» Data lines:
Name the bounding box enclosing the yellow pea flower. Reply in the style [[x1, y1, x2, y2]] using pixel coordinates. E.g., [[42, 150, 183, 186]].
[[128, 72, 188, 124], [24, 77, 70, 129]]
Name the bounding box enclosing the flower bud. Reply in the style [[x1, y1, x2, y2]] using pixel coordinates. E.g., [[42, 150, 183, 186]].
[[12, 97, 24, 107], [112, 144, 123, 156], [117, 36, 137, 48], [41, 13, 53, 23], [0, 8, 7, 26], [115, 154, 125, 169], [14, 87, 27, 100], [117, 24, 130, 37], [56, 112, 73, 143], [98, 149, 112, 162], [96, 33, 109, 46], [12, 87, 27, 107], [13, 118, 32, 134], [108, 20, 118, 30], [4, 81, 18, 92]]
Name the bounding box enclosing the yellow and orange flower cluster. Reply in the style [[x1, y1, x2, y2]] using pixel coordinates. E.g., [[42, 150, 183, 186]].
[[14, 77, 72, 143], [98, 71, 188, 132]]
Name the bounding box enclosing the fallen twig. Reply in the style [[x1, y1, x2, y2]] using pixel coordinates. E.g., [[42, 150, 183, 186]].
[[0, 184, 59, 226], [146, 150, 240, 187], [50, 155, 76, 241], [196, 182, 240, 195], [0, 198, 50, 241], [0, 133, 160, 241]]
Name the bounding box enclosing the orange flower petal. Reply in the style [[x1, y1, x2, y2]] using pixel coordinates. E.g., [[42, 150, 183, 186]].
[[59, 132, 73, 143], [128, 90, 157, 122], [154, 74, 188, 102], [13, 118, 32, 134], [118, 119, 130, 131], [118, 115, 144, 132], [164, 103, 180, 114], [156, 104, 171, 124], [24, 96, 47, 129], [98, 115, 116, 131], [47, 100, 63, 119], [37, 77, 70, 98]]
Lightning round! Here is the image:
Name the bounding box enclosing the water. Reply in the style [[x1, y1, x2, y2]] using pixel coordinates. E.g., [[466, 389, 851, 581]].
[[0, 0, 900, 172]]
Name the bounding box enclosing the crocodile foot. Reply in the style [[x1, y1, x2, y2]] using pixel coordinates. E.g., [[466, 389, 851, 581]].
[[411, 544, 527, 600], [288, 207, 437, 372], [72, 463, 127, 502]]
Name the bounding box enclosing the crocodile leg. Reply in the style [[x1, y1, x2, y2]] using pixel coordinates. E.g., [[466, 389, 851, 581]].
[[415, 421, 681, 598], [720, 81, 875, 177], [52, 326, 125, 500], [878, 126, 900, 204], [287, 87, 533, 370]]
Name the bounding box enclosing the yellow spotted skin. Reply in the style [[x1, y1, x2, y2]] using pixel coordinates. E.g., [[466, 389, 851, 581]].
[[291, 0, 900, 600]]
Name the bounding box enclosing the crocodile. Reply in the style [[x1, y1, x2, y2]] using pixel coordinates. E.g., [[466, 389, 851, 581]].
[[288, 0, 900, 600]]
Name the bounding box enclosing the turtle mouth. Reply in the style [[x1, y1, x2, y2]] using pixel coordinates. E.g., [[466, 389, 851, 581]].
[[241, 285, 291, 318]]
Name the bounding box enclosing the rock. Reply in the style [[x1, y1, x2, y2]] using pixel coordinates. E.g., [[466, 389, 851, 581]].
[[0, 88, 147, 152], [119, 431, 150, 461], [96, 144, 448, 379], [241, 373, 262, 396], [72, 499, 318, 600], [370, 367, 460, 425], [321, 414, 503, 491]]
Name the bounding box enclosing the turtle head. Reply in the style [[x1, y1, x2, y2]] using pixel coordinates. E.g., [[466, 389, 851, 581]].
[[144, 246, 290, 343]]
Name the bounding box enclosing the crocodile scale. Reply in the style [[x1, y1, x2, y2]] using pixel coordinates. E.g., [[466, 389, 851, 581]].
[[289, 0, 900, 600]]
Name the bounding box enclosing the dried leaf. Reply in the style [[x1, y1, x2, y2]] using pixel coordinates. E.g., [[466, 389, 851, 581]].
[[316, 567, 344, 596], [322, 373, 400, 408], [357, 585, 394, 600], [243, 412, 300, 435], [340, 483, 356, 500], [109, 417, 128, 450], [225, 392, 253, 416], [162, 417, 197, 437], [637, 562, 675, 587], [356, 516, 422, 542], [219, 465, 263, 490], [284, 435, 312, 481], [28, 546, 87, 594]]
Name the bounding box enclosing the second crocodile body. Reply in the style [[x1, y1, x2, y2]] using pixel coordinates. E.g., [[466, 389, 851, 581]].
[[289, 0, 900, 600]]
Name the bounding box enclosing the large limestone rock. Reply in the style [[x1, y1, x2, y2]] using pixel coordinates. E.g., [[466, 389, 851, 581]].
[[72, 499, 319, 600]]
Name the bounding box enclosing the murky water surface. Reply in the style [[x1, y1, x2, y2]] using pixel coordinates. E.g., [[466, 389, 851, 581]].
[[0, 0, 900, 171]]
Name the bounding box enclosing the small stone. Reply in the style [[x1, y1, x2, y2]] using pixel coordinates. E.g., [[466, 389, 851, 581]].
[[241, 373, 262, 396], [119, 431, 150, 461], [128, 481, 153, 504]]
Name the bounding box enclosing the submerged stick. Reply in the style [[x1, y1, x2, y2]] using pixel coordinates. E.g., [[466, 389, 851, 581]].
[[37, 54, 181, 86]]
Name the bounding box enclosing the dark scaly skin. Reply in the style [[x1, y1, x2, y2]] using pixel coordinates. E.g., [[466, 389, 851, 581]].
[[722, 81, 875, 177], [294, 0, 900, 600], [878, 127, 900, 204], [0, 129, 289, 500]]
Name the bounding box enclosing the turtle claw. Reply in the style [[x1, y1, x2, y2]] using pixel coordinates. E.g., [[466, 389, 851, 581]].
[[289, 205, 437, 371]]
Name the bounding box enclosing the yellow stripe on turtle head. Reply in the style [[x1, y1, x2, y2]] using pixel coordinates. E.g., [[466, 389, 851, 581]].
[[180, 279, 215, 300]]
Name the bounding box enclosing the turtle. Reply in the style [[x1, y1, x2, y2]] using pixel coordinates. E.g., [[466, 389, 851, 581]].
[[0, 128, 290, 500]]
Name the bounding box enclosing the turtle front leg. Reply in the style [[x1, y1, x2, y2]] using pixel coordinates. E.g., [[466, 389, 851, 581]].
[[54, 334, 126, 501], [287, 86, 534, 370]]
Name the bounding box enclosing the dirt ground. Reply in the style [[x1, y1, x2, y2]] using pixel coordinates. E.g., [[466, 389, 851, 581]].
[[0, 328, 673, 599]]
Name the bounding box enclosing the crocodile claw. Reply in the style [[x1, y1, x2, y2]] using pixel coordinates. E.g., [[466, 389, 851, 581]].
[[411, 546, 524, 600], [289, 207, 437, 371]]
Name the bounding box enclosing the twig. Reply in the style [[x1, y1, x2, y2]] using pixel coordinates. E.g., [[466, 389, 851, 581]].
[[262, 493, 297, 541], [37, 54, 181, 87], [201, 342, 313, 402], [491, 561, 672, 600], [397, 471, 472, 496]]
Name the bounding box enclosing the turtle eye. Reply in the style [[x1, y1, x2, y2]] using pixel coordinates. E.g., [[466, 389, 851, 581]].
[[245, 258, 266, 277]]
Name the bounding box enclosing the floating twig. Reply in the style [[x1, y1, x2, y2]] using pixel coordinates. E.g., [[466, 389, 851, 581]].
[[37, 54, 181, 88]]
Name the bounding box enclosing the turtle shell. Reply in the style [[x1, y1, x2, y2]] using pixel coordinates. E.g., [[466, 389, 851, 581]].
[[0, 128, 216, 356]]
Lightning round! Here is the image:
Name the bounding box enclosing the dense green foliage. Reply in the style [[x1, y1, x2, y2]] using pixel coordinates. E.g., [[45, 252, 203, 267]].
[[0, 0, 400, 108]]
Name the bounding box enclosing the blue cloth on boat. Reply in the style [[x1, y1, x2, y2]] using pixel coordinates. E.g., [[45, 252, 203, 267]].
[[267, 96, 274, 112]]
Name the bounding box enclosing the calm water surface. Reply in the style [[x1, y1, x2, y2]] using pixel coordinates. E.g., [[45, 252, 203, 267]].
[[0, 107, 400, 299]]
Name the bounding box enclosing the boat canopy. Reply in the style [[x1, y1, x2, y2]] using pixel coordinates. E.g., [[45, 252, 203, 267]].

» Do this: Copy the stretch of material above from the line that contains "Name the bounding box enclosing the dark" through the line that contains "129, 289, 500]]", including both of those lines, without changing anything.

» Output below:
Name the bounding box enclosing the dark scaly skin. Reply in the style [[x1, y1, x2, y2]] using pixel coordinates. E.g., [[466, 389, 851, 581]].
[[722, 81, 875, 177], [294, 0, 900, 600], [878, 127, 900, 204], [0, 129, 289, 500]]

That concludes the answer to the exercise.